Problem statement: Go through the entries below and write each one out exactly.

━━━━━━━━━━━━━━━━

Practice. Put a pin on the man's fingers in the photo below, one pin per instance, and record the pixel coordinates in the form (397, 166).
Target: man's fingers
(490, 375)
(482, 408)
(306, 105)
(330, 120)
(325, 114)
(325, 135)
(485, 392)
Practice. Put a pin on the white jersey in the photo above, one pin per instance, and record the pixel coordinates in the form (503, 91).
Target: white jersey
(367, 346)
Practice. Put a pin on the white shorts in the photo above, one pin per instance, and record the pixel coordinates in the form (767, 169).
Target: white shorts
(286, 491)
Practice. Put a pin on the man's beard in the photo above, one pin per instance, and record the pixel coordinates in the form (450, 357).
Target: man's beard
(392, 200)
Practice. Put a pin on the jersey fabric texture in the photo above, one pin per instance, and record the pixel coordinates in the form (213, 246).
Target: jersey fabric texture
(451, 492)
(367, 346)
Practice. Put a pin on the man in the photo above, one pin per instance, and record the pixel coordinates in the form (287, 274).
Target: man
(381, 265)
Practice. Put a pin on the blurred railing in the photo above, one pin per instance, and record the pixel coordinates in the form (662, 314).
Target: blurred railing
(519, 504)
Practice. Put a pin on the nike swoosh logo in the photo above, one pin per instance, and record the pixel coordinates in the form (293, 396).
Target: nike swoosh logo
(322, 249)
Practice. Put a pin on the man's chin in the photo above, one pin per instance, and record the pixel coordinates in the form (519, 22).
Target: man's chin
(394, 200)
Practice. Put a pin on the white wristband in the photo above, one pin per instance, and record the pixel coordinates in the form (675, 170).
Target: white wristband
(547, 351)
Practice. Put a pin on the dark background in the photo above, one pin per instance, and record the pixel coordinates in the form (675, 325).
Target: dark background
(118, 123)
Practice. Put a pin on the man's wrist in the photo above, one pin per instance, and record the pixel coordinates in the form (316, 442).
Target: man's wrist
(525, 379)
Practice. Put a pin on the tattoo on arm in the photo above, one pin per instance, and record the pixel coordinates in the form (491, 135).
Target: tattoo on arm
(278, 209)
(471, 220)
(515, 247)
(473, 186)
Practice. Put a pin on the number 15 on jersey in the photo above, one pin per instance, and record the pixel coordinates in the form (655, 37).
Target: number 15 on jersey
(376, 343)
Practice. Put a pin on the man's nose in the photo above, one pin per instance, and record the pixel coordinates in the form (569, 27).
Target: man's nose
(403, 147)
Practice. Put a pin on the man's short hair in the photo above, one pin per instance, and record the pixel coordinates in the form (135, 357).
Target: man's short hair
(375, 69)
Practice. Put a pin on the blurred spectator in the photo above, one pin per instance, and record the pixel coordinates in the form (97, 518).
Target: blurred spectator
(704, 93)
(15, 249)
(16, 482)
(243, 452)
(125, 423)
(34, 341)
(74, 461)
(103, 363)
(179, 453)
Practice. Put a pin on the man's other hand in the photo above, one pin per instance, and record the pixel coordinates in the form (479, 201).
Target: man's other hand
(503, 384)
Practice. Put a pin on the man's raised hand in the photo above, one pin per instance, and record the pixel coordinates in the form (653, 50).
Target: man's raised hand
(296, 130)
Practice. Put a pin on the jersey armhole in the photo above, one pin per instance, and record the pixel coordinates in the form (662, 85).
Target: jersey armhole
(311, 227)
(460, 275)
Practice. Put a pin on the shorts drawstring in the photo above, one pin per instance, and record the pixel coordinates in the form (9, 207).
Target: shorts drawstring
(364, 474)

━━━━━━━━━━━━━━━━

Task response:
Practice. Put a pin on the man's fingers in the photo below, one pin per instance, and record the pixel coordinates in the form (397, 166).
Target: man's fingers
(490, 375)
(482, 408)
(306, 105)
(330, 120)
(325, 114)
(325, 135)
(485, 392)
Practice. Put a pin on the white jersey in the photo above, one pin per instance, and record the pixel coordinates in the form (503, 91).
Target: white jersey
(367, 346)
Practice. Put a pin on the white shorts in the photo above, one pin per instance, and record the pixel coordinates in the form (767, 169).
Target: white shorts
(286, 491)
Practice. Put a pin on the man's beard in the photo above, one pin per instance, and record the pixel coordinates in the form (450, 357).
Target: man's beard
(392, 200)
Practice. Put a pin on the jersey fabric texture in the photo above, one pin per instance, and record the pixel coordinates in the form (213, 246).
Target: jersey fabric texture
(451, 492)
(367, 346)
Practice. Put a pin on the man in the photo above, one pin per instance, and record the pixel coordinates in the form (287, 274).
Target: man
(381, 265)
Practice. Put a pin on the blurred railing in the photo above, one pin per instance, and record the pixel coordinates in the form (662, 314).
Target: blurred railing
(519, 504)
Practice. Put a pin on the nike swoosh logo in the photo above, one pin per instance, and record the pixel coordinates in the form (293, 396).
Target: nike swoosh logo
(322, 249)
Practice. Put a pin on the man's chin in the photo above, one pin per instance, and record the pixel coordinates in the form (519, 22).
Target: man's chin
(394, 200)
Practice. Put a pin on the white wristband in the photo above, one pin per instance, and record the pixel coordinates in the form (675, 170).
Target: white wristband
(547, 351)
Practice. Put a pin on the dark background in the photo above, one pin per instance, and record the pixel coordinates in the form (675, 325).
Target: dark background
(118, 123)
Practice. Put a pin on the man's wrist in the photo above, one pin per instance, and record the pixel coordinates in the form (316, 442).
Target: man's wrist
(525, 379)
Practice. Put a pin on the tattoo on arm in the photo above, one pin per instance, and record the pixel coordinates in the form (491, 135).
Target: tattoo on arm
(278, 209)
(471, 220)
(515, 247)
(473, 186)
Practice. Put a pin on the number 15 on jersey in the photo above, one pin per instance, and record the pixel coordinates in the form (655, 37).
Target: number 15 on jersey
(376, 343)
Practice. Put a pin on the man's nose in the photo above, one pin per instance, and record the pixel coordinates in the form (569, 27).
Target: man's nose
(403, 147)
Practice. Put a pin on the man's short hair in the photo above, one pin per instance, and record the pixel coordinates in the form (135, 357).
Target: man's short hair
(375, 69)
Practice. Put a pin on the blurred spectator in the photo above, one pin per instance, and record the pixel coordinates in the form (97, 518).
Target: blurred spectator
(704, 93)
(15, 249)
(16, 482)
(243, 452)
(125, 423)
(34, 341)
(74, 461)
(103, 363)
(179, 453)
Practice. Put a pin on the man's other hand in the photo above, one pin per instance, and record the pixel coordinates in the form (479, 201).
Target: man's other hand
(503, 384)
Practice. Put a pin on the man's raised hand in the photo above, one pin per instance, and record the pixel coordinates in the form (653, 50).
Target: man's raised hand
(296, 130)
Practice. Put a pin on the jersey armhole in the photo above, one pin per instance, and record the pixel coordinates in the form (662, 85).
Target: jersey armhole
(311, 227)
(460, 275)
Practice. Put a pin on the shorts drawstring in the photo above, one pin per instance, and record the pixel coordinates in the form (9, 207).
Target: shorts drawstring
(364, 474)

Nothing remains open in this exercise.